_TASK STATEMENT_
Copy every record below exactly.
#### SUPPLIED DATA ####
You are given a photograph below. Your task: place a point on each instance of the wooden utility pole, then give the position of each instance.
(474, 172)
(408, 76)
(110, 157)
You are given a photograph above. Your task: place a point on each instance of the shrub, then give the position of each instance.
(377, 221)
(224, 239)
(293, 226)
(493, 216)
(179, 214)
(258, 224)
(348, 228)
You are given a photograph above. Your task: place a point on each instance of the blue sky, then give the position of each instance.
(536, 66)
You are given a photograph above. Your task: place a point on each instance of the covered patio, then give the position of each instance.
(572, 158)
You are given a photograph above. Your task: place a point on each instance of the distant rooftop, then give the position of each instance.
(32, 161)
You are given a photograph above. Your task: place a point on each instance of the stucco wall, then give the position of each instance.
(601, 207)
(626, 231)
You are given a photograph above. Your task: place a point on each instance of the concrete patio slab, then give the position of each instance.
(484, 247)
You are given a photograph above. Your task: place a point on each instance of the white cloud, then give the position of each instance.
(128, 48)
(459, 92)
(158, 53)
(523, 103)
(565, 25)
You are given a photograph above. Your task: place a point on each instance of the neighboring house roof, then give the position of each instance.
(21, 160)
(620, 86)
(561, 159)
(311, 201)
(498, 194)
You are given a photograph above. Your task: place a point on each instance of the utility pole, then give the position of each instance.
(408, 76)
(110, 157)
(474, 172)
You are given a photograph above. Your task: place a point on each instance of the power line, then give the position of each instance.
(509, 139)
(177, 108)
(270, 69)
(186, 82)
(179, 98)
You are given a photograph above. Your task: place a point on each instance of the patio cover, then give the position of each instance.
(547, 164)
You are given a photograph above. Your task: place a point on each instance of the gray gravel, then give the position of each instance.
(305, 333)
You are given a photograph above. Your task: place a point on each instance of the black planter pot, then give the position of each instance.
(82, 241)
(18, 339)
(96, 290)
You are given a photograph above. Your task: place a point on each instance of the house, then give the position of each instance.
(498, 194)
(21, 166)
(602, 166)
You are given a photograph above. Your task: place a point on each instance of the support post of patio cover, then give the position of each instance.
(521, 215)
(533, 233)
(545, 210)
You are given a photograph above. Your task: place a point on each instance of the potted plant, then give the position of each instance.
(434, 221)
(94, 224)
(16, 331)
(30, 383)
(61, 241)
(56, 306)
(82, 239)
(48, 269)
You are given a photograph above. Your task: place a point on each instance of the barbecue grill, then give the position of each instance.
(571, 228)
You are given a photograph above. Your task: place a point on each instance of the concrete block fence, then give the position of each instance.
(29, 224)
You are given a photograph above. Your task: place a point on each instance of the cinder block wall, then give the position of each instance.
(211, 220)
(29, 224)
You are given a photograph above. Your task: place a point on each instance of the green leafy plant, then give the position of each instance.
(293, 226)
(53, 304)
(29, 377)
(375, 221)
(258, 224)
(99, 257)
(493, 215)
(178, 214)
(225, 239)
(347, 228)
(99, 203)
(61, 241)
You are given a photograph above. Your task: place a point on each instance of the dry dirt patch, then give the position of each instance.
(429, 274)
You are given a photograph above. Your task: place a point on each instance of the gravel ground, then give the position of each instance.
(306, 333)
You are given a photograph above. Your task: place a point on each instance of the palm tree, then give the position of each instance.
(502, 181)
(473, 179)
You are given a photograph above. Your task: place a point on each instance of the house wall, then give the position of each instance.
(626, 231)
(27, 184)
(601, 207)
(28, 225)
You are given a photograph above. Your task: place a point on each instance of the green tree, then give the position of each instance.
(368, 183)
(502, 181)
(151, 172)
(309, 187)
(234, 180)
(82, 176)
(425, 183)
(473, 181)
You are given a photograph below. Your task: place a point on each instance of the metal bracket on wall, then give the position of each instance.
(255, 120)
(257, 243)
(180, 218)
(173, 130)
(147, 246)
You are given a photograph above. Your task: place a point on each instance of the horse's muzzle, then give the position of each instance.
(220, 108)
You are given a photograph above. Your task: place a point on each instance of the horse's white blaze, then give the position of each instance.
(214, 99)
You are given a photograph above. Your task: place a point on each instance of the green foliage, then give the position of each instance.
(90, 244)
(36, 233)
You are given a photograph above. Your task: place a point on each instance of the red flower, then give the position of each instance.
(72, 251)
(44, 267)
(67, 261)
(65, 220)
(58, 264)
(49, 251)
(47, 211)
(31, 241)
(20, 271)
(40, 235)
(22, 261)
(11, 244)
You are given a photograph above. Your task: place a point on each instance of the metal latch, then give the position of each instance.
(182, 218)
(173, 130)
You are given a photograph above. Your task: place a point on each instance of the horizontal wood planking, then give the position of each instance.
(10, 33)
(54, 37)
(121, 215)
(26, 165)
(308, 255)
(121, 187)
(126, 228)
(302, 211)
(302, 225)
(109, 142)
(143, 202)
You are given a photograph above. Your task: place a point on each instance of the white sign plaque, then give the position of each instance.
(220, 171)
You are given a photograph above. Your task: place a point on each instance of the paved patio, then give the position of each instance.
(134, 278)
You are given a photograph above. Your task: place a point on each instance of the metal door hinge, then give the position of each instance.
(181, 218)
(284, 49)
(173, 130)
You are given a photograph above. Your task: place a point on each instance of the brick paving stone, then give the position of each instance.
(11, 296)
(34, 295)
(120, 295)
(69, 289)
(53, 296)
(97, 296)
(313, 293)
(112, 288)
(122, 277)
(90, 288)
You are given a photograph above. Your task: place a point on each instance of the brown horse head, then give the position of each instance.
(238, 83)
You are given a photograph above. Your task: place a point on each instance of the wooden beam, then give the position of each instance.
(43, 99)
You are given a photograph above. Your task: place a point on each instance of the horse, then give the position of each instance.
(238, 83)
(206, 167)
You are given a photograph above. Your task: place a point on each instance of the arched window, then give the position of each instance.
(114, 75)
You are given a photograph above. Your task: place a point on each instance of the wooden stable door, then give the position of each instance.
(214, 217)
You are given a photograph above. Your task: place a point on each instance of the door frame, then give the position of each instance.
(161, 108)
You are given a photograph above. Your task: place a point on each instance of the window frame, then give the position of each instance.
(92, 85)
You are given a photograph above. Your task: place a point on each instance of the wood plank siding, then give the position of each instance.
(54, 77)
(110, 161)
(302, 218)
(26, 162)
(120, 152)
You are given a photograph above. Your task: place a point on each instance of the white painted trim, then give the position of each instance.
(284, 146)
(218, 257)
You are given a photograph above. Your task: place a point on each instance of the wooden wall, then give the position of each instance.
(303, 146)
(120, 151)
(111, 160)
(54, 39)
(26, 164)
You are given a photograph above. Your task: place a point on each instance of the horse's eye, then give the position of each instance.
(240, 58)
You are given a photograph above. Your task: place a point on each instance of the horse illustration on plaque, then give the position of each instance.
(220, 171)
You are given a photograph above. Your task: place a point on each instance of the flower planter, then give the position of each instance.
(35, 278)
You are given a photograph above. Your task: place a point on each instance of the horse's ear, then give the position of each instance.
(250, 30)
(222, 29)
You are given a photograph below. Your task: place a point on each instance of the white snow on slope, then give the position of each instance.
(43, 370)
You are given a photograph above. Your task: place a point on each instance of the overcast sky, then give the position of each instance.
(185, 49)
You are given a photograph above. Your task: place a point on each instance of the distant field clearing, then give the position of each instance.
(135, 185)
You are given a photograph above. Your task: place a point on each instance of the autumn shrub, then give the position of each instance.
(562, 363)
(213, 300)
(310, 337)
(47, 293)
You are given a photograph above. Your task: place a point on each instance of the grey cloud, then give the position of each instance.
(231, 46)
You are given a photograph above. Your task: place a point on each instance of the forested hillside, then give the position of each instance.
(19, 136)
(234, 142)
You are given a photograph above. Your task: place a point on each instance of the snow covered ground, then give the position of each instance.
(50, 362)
####
_REPLY_
You are given a photograph below. Your task: place a point on each instance of the wooden utility pole, then give the position of each instance.
(474, 172)
(408, 76)
(110, 157)
You are given a photograph above. Your task: place a point on each instance of the shrub, then give the position of each instance.
(377, 221)
(224, 239)
(293, 226)
(493, 216)
(179, 214)
(258, 224)
(348, 228)
You are given a photograph above. Your task: place a point on each instance of the blue sky, then give the position of each instance.
(536, 66)
You are given a photograph above. Your task: place a point on each instance of the covered patio, then give the position of each instance.
(572, 158)
You are given a photograph above. Your task: place a point on each instance of the distant rooftop, then give the position of each instance.
(32, 161)
You are given a photograph above. Your task: place a point on each instance of the stucco wall, then give the position of each instance.
(601, 207)
(626, 231)
You are given a photograph above. Your task: place a point on each instance of the concrete patio slab, then give the position of each instance.
(484, 247)
You are given a photograph above. Your task: place a point on each instance of the white cloud, then give the position of each instance.
(128, 48)
(459, 92)
(158, 53)
(523, 103)
(565, 25)
You are given a photograph above. Your task: place a point on each instance of the neighboring house roof, then give the position of each instance.
(21, 160)
(620, 86)
(561, 159)
(311, 201)
(498, 194)
You are given a photograph above. Your task: place a point on each instance of the utility pole, then give the position of each instance.
(408, 76)
(110, 157)
(474, 172)
You are given a photograph above. Your task: place a point on each instance of the power line, then give the position of each instance.
(509, 139)
(177, 108)
(270, 69)
(186, 82)
(179, 98)
You are given a photograph above. Your task: place a point on each instance of the patio cover, then give the position of each instance.
(547, 164)
You are given a photograph above. Your task: place a point on each instance of the gray gravel, then give the position of each instance.
(305, 333)
You are given a photograph above. Your task: place a point on each instance of the black planter pot, then give the position of each instance.
(82, 241)
(18, 339)
(96, 290)
You are given a photograph above. Your task: place a point on each instance of the house, then give the position of each instance.
(498, 194)
(21, 166)
(602, 166)
You are given a photograph above. Your task: place a point on each instance of the support post of patio cover, then give the position of each instance.
(521, 215)
(533, 233)
(545, 210)
You are given a photograph above. Your task: place a point on each instance of the potted plant, then give the position of each instance.
(434, 221)
(94, 224)
(16, 331)
(30, 383)
(61, 241)
(56, 306)
(82, 239)
(48, 269)
You are given a photograph above. Your task: place a point on each instance of the barbecue grill, then give the position of each instance.
(571, 228)
You are given a photograph above. Your task: place a point on each instance of the concrete block fence, then give the position of each instance.
(29, 224)
You are given a photograph above. Your task: place a point on each instance of the cinder block wall, then give the position of each instance.
(211, 220)
(29, 224)
You are given a photograph above. Your task: place a point on each instance of the green leafy plant, then give the position of each instance.
(293, 226)
(53, 304)
(29, 377)
(375, 221)
(258, 224)
(99, 257)
(493, 215)
(178, 214)
(225, 239)
(347, 228)
(99, 203)
(61, 241)
You are given a photograph above. Your task: place a point on each instance of the dry dirt patch, then give the position of each instance.
(429, 274)
You are given a photograph above. Your task: place a point on each instance of the gravel ground, then give the position of each instance.
(306, 333)
You are given a photograph above. Your task: place a point on each instance of the palm tree, then give the position of each instance.
(502, 181)
(473, 179)
You are given a photograph above. Your task: place a point on each instance of the house wall, then give the position of each instance.
(626, 231)
(27, 184)
(601, 207)
(28, 225)
You are given a photograph above. Your task: place a point on each instance of the green tree, then give the position of each instance.
(368, 183)
(502, 181)
(151, 172)
(309, 187)
(234, 180)
(82, 176)
(425, 183)
(473, 181)
You are given a photograph below. Your task: place a point on each instance of the metal bracket on wall, then give the position of each instance.
(255, 120)
(257, 243)
(180, 218)
(173, 130)
(147, 246)
You are given a photograph above. Your task: place a point on each instance of the horse's muzzle, then give the position of each instance.
(220, 108)
You are given a photograph above. Your task: place a point on each instance of the horse's white blaze, then give the position of each instance.
(214, 99)
You are given a photograph above. Your task: place a point on each instance of the green foliage, then give the position of each instance.
(90, 244)
(36, 233)
You are given a photograph above. Your task: place a point on each instance of the red flower, then give the position of each instance.
(72, 251)
(44, 267)
(67, 261)
(65, 220)
(58, 264)
(49, 251)
(47, 211)
(31, 241)
(20, 271)
(40, 235)
(22, 261)
(11, 244)
You are given a photograph above. Your task: place a point on each instance of the metal latch, then give the position of each instance.
(182, 218)
(173, 130)
You are given a photograph above. Your task: place a point on each instance of the horizontal wood planking, then give the position of each instance.
(10, 33)
(54, 37)
(121, 215)
(26, 165)
(308, 255)
(121, 187)
(126, 228)
(302, 211)
(302, 225)
(109, 142)
(143, 202)
You are given a photograph above. Your task: place a point on each instance of the white sign plaque, then give the position of each instance.
(220, 171)
You are given a photograph above. Your task: place a point on each instance of the paved patio, then give the position of each instance.
(134, 278)
You are given a photograph above. Your task: place a point on each instance of the metal door hinge, then give the position of each instance.
(181, 218)
(284, 49)
(173, 130)
You are given a photograph above. Your task: place a point on each instance of the brick paving stone, then give the position of each instance.
(11, 296)
(34, 295)
(120, 295)
(69, 289)
(53, 296)
(97, 296)
(313, 293)
(112, 288)
(122, 277)
(90, 288)
You are given a photograph above. Your task: place a point on each instance of the brown horse head, then give the position of each instance.
(238, 83)
You are given a photograph above. Your task: place a point on each instance of the wooden beam, then give the position of each instance.
(43, 99)
You are given a photograph above. Your task: place a point on each instance of the horse, then give the position of each instance.
(238, 83)
(206, 167)
You are given a photograph above. Your task: place a point on each instance of the arched window, then give the position of each instance.
(114, 75)
You are given a photograph above. Your task: place a point on each instance of the wooden stable door, then give the position of each instance.
(214, 217)
You are given a photograph above. Your task: place a point on each instance of the door frame, then give the position of each instance.
(161, 108)
You are given a photograph above. Your task: place a point on each instance of the window frame, then give the position of each instance.
(92, 85)
You are given a photograph above. Your task: place a point on each instance of the wood plank siding, then give the position of each instance.
(54, 77)
(110, 161)
(302, 218)
(26, 162)
(120, 152)
You are given a photograph above. Your task: place a point on each instance of the white painted trim, then give the position of each instance.
(284, 146)
(218, 257)
You are given a photograph above. Your task: place a point on each instance of the wooden wall, then give the position of each instance.
(303, 146)
(120, 151)
(111, 160)
(54, 39)
(26, 164)
You are given a photograph above. Your task: place a point on each instance of the horse's eye, then give the position of each instance.
(240, 58)
You are given a photograph above. Your task: place a point on each instance of the horse illustration on plaque, then give the position of each instance.
(220, 171)
You are given a photograph above. Your task: place a point on each instance of the flower planter, then give the position of each instance.
(35, 278)
You are given a photograph above. Your task: place a point on each instance of the horse's ear, then give the position of each instance.
(250, 30)
(222, 29)
You are given a photograph below. Your task: place a point on each instance of the white snow on slope, then give the position of each instance.
(43, 370)
You are given a photograph above. Your task: place a point on each instance of the overcast sky, then give the position of each instance.
(185, 49)
You are given a photograph above. Your task: place a point on each instance of the distant field clearing, then give the position of each instance.
(135, 185)
You are given a photograph above. Your task: place a point on each instance of the autumn shrub, then give the position of each instance.
(562, 363)
(213, 300)
(310, 337)
(47, 293)
You are given a photograph above. Your task: place a point on each instance of the grey cloud, then give the position of each instance.
(231, 46)
You are given a photograph above. Your task: place a point on each instance of the forested hillside, then give the position of each instance.
(19, 136)
(234, 142)
You are given a photograph above. Your task: place a point on each instance of the snow covered ground, then give the position of each instance.
(50, 362)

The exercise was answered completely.